* BEGIN *
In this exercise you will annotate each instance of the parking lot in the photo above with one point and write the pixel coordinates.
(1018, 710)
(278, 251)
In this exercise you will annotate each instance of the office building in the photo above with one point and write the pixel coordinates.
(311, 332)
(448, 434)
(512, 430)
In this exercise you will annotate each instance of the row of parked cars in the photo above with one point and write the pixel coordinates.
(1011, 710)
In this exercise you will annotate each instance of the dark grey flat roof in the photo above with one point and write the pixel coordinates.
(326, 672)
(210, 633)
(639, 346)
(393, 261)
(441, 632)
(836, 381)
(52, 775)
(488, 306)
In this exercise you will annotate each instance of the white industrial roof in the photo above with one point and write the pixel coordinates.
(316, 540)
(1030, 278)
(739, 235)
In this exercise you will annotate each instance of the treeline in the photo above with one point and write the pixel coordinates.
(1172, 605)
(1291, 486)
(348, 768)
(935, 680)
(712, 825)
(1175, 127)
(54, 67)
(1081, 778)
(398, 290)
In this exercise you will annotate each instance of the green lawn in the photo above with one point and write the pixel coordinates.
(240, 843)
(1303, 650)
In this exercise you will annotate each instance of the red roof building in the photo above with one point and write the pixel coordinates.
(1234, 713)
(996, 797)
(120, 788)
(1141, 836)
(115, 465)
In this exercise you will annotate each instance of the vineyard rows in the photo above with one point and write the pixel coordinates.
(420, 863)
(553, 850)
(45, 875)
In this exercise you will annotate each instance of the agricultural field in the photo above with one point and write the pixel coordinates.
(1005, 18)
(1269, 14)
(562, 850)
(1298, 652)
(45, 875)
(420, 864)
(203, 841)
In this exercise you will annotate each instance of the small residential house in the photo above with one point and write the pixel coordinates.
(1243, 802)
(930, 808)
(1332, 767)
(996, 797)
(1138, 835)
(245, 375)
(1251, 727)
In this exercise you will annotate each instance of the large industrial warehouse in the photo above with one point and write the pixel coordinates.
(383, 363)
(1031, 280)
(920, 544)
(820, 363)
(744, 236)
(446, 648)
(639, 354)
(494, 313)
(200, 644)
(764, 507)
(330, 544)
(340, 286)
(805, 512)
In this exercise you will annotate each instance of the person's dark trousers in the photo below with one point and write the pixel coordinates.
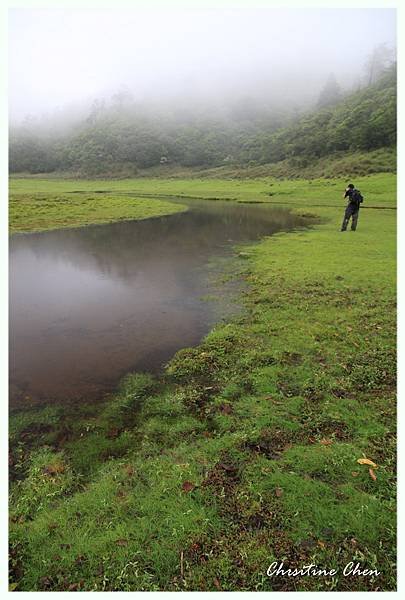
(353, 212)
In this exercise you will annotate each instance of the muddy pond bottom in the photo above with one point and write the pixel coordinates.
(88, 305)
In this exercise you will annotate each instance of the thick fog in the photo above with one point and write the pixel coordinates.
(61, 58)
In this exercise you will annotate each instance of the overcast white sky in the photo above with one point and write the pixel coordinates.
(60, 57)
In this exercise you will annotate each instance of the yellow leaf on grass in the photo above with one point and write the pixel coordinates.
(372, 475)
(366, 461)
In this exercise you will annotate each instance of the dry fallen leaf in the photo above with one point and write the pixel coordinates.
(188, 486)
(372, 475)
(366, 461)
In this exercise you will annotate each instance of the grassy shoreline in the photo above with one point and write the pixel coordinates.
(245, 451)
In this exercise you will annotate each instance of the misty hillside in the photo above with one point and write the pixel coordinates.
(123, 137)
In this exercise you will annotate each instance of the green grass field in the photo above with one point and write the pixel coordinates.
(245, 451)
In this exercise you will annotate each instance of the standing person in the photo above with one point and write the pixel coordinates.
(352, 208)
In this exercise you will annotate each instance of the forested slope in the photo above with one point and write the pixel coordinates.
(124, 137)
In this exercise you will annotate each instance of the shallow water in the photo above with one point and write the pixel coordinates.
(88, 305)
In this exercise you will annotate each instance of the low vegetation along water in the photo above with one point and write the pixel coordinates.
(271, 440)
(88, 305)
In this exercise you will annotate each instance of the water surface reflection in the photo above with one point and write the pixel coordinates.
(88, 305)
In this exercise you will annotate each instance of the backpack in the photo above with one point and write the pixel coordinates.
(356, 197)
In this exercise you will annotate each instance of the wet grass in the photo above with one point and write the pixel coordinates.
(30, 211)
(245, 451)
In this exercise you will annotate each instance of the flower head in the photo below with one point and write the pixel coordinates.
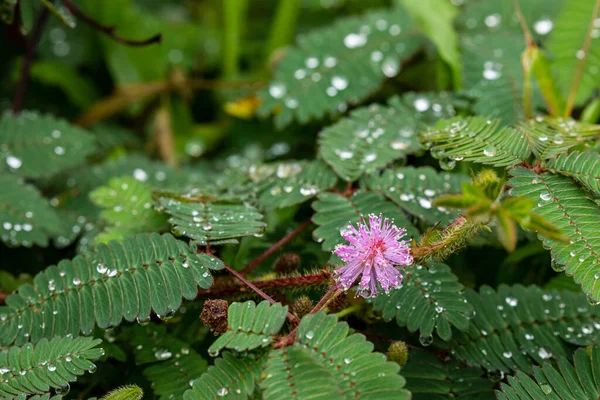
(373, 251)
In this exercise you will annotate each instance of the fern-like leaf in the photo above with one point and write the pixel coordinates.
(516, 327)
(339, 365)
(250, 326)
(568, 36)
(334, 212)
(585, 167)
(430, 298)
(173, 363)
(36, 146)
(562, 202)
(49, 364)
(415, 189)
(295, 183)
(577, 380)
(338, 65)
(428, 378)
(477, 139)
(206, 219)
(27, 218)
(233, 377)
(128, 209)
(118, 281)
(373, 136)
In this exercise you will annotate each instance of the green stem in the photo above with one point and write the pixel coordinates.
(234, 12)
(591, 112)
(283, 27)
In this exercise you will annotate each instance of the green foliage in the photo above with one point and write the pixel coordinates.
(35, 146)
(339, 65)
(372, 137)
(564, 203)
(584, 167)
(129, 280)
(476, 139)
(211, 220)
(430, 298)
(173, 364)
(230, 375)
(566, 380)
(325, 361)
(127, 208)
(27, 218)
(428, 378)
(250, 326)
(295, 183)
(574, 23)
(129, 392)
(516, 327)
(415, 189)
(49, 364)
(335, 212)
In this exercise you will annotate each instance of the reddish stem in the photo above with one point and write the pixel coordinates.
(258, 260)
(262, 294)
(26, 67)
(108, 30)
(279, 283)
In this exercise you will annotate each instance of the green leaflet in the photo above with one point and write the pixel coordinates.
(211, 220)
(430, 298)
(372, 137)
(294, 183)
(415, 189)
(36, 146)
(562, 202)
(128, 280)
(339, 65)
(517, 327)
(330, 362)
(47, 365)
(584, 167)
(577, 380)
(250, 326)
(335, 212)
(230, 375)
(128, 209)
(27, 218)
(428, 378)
* END *
* BEGIN *
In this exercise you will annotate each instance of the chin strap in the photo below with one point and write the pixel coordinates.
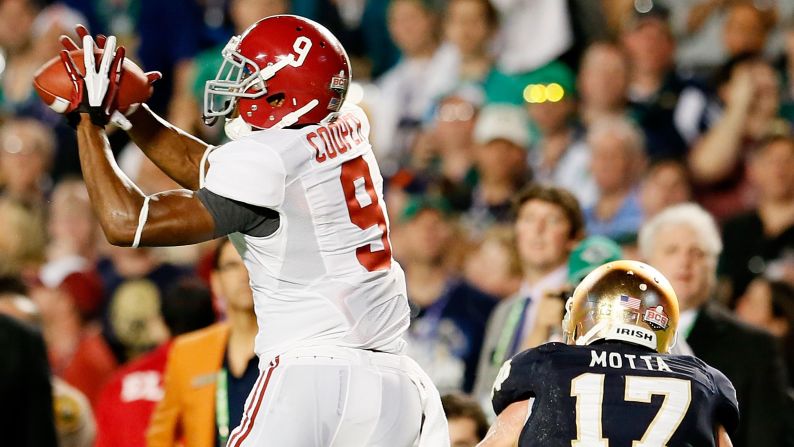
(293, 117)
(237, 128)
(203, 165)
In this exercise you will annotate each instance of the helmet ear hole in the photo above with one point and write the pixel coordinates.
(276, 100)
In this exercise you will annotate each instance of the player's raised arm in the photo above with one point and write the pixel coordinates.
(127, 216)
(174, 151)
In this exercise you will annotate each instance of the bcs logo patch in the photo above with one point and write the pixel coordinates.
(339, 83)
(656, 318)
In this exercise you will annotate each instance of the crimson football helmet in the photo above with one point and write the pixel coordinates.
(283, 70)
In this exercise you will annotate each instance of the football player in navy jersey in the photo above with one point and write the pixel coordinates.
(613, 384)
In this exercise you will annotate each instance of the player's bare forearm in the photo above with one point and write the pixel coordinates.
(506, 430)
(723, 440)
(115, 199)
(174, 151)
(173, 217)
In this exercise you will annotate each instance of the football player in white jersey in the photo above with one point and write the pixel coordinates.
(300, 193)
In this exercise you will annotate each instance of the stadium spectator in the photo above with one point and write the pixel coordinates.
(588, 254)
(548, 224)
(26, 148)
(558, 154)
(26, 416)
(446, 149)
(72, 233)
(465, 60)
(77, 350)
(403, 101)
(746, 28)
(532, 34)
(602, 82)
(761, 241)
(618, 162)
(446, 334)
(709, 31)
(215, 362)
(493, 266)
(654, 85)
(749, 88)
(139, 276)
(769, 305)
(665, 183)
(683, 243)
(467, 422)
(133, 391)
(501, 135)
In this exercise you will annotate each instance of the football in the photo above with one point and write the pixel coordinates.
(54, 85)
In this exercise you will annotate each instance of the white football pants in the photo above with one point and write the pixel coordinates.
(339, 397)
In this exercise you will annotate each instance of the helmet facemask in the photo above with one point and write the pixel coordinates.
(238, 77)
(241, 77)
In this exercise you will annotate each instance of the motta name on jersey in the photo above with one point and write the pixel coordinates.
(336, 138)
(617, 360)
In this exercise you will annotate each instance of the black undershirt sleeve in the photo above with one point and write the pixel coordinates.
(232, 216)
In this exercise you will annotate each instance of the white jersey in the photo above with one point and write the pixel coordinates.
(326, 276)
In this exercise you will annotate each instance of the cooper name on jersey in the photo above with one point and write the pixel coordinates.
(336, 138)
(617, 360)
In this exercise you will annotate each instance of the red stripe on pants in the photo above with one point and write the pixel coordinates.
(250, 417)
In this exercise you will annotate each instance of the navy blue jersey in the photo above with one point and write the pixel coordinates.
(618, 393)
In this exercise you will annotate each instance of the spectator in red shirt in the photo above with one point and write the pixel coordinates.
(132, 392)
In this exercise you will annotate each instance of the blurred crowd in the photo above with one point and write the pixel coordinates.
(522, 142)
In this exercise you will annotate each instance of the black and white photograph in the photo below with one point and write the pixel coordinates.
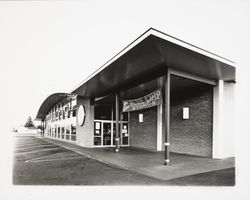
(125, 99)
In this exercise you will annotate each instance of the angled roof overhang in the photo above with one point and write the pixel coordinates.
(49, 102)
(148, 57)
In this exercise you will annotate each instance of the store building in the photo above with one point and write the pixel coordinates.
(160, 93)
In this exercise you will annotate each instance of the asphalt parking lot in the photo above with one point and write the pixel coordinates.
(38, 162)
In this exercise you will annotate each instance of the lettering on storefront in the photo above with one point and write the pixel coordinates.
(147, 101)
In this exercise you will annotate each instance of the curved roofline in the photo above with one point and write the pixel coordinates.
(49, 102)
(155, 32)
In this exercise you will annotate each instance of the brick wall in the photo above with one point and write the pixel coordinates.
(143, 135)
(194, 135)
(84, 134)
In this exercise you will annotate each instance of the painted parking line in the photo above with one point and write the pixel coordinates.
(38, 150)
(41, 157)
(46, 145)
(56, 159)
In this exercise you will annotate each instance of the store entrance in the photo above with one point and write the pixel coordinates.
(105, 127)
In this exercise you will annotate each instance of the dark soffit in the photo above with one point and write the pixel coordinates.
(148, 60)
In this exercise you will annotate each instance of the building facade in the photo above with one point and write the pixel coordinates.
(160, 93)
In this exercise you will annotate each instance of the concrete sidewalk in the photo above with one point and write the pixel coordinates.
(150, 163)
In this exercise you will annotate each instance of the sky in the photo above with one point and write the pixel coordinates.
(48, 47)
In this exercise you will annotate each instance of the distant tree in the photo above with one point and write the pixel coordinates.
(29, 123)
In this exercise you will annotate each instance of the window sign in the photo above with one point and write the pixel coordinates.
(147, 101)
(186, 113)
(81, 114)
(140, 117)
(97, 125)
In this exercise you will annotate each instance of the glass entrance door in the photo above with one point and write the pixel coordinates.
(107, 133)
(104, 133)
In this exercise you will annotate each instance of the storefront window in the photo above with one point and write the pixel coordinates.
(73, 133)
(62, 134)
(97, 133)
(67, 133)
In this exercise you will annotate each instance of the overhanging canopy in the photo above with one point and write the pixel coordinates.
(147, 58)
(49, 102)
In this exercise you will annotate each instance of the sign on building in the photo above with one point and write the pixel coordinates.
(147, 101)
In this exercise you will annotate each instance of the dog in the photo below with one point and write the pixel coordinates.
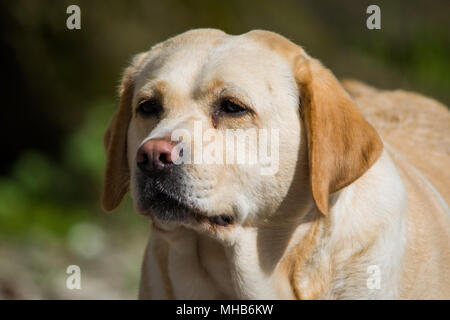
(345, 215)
* END *
_Exercise brief_
Quote word for word the stretch of the material from the line containing "In this exercise you will annotate each instance of the parking" through the line containing "(1011, 710)", including both of those lines.

_Exercise answer_
In this exercise you will annotate each instance of the parking lot in the photo above with one point and write the pixel coordinates.
(1018, 710)
(278, 251)
In this exercise you will annotate each instance of the office building in the photo above with one point and write the pixel coordinates.
(311, 332)
(448, 434)
(512, 430)
In this exercise you will annotate each instance of the row of parked cars in the photo above with one point and write the pixel coordinates.
(1011, 710)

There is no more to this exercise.